[Dataset extract]
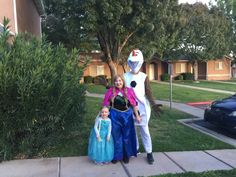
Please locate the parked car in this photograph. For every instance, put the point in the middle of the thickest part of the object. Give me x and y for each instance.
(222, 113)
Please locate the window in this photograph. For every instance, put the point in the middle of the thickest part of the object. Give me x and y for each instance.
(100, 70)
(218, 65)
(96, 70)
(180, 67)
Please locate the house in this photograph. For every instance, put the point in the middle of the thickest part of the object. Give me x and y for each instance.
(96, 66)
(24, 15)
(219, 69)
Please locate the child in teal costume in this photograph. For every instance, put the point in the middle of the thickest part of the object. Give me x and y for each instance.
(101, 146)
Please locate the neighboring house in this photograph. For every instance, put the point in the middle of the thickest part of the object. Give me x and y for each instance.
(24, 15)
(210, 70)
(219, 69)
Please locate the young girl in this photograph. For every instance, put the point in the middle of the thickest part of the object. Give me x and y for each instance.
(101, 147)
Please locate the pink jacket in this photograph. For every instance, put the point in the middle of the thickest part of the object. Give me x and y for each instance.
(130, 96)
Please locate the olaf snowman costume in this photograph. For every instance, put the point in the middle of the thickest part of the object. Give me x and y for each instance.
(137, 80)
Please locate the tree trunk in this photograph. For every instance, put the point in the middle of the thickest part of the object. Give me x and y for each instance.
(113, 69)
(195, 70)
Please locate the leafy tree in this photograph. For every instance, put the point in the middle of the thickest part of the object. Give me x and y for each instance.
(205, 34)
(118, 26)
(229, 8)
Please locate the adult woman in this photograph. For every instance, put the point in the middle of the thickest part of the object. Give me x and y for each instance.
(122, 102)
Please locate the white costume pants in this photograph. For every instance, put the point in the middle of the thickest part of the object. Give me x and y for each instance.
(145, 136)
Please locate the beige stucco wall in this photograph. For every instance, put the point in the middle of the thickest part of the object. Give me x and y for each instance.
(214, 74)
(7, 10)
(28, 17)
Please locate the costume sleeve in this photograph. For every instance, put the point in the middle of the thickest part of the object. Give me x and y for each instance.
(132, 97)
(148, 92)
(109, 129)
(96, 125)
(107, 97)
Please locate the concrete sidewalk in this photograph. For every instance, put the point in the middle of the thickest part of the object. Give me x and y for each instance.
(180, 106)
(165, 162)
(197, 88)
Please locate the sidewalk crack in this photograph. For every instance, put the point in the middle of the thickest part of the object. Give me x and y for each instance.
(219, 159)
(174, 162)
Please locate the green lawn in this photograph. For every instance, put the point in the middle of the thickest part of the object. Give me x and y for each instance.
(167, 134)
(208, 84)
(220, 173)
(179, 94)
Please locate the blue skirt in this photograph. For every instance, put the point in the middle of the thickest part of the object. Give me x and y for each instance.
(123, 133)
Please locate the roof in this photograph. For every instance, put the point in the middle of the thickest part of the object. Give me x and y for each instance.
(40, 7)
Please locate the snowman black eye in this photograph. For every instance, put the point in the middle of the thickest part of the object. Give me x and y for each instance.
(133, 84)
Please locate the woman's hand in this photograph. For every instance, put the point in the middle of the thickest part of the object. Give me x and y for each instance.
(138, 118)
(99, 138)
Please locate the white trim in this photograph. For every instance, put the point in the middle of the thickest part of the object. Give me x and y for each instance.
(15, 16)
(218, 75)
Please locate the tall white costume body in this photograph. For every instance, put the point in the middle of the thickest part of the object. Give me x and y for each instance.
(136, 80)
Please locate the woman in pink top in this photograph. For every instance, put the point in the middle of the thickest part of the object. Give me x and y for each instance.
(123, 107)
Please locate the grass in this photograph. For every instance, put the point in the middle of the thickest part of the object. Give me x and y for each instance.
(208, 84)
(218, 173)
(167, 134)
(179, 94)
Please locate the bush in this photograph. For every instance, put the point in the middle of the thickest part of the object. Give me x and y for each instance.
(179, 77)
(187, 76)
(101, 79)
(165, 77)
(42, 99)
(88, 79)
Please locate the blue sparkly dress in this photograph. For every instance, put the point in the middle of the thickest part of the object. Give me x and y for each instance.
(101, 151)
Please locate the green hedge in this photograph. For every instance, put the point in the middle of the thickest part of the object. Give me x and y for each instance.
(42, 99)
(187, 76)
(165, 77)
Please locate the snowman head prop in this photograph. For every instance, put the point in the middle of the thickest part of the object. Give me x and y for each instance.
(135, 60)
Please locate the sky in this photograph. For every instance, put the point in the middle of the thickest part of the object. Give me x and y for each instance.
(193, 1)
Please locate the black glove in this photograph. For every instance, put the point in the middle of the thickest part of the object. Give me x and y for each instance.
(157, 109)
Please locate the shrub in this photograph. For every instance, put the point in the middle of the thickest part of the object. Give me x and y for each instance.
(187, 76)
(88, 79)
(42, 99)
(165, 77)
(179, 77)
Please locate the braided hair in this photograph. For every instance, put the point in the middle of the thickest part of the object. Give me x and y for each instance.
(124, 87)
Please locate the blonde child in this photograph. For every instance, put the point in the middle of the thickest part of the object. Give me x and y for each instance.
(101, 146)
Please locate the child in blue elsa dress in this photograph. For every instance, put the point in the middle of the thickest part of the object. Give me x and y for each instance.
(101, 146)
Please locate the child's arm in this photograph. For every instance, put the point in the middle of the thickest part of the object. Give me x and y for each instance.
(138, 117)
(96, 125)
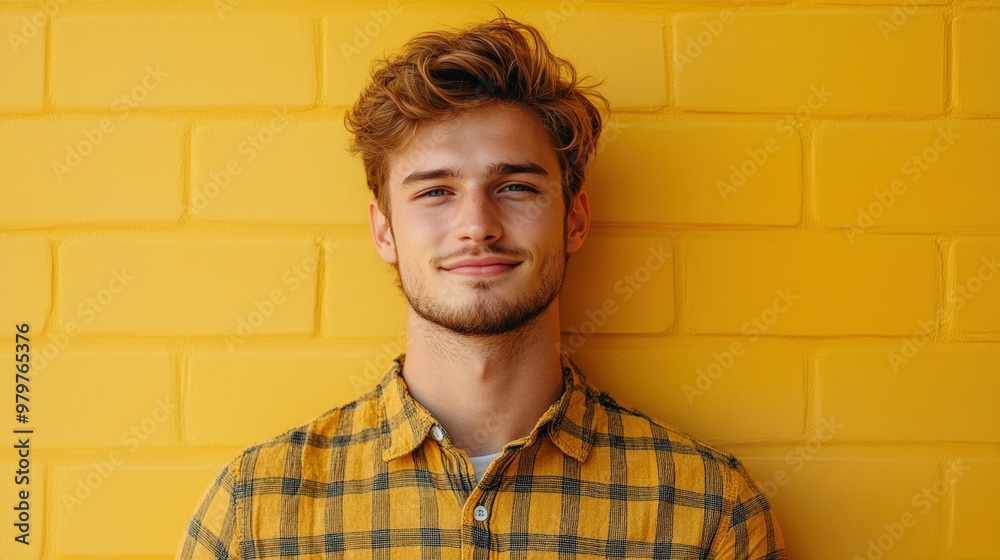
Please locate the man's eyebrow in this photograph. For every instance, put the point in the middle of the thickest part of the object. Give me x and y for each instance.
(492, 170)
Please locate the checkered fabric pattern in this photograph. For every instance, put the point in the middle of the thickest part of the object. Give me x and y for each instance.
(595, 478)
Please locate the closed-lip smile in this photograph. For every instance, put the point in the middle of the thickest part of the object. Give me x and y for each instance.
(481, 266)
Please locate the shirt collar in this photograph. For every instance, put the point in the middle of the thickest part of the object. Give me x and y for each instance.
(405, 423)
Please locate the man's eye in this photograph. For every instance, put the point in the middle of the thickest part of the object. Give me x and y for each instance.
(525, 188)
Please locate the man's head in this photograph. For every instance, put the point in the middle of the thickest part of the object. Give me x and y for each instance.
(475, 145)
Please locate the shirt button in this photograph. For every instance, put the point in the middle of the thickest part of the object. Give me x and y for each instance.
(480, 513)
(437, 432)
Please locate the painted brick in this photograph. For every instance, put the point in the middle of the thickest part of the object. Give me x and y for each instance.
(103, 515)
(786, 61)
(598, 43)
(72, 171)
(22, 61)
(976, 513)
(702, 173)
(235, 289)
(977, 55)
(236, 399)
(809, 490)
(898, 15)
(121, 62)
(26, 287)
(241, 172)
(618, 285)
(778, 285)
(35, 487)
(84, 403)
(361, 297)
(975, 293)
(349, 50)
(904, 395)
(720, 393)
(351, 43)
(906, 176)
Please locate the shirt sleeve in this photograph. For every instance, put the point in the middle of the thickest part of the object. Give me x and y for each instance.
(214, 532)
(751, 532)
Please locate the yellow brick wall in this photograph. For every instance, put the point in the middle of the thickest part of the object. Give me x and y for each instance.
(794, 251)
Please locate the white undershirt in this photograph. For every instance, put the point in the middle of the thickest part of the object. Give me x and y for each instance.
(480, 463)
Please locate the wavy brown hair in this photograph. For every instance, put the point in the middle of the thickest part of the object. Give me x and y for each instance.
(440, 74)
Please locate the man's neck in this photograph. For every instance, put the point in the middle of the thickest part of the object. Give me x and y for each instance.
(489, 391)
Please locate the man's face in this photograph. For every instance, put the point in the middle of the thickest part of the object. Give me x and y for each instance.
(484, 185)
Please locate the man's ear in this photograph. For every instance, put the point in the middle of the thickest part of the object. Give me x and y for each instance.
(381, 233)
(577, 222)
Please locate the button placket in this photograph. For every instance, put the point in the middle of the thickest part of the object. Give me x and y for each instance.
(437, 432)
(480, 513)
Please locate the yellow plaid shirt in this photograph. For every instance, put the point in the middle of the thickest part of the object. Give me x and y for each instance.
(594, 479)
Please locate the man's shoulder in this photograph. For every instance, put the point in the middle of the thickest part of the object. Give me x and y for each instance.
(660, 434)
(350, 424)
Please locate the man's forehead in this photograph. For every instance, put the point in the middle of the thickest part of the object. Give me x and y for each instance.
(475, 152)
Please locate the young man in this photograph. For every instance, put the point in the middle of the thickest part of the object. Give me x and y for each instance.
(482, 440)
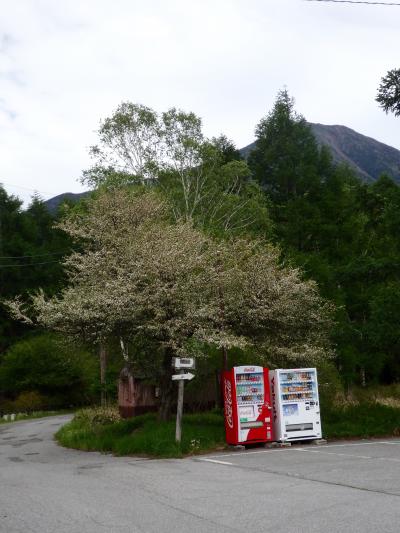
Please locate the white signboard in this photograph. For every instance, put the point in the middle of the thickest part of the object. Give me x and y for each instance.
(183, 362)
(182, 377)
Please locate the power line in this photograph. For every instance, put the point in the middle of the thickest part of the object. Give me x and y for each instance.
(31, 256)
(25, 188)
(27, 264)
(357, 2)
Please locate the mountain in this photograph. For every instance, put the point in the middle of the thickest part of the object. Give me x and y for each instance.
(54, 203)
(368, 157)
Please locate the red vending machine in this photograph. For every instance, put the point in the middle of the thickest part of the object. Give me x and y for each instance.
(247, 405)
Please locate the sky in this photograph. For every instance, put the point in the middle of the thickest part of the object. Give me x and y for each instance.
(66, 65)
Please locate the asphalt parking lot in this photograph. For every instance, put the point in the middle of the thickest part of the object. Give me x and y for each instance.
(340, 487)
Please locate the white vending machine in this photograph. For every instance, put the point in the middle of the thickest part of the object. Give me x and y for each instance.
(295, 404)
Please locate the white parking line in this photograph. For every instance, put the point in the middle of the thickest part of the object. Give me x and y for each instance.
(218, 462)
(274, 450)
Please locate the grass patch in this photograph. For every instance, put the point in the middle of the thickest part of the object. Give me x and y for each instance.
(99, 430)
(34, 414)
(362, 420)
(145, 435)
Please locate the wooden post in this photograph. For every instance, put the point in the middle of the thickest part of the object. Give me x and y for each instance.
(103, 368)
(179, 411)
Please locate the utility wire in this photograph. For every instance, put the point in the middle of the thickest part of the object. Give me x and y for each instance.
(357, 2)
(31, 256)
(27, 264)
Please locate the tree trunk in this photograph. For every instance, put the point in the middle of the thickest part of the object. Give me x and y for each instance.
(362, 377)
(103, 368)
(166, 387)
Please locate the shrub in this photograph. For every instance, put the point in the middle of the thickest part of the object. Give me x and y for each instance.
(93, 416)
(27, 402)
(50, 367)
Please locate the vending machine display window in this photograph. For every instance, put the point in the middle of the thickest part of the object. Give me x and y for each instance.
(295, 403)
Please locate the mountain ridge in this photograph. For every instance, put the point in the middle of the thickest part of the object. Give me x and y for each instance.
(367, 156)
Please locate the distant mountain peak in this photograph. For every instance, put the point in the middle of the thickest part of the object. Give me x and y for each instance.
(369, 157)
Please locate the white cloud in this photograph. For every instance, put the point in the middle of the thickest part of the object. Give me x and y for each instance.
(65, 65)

[Written instruction] Repeat, without changes, the part of the data that opens with the line containing "Please locate the distant" and runs through the end of the data, including both the opening line and the final line.

[Result of this task]
Please locate the distant mountain peak in this photograph. For every instance, put the point in the middle of the thickest part of the object. Give me x and y for each instance.
(369, 157)
Please locate the white cloud in this photograph. For every instance, put the point in the middle of the thickest part of the object. Give me x and y for each instance.
(65, 65)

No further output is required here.